Nothing but the pictures is dropped; write out all the remaining data below exactly.

※ ※ ※

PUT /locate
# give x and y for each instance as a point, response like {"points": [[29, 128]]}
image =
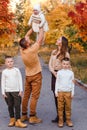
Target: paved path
{"points": [[46, 109]]}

※ ※ ※

▶ [Expected answer]:
PUT /locate
# give x and y for each instance as a point, response like {"points": [[29, 128]]}
image =
Target: paved path
{"points": [[46, 109]]}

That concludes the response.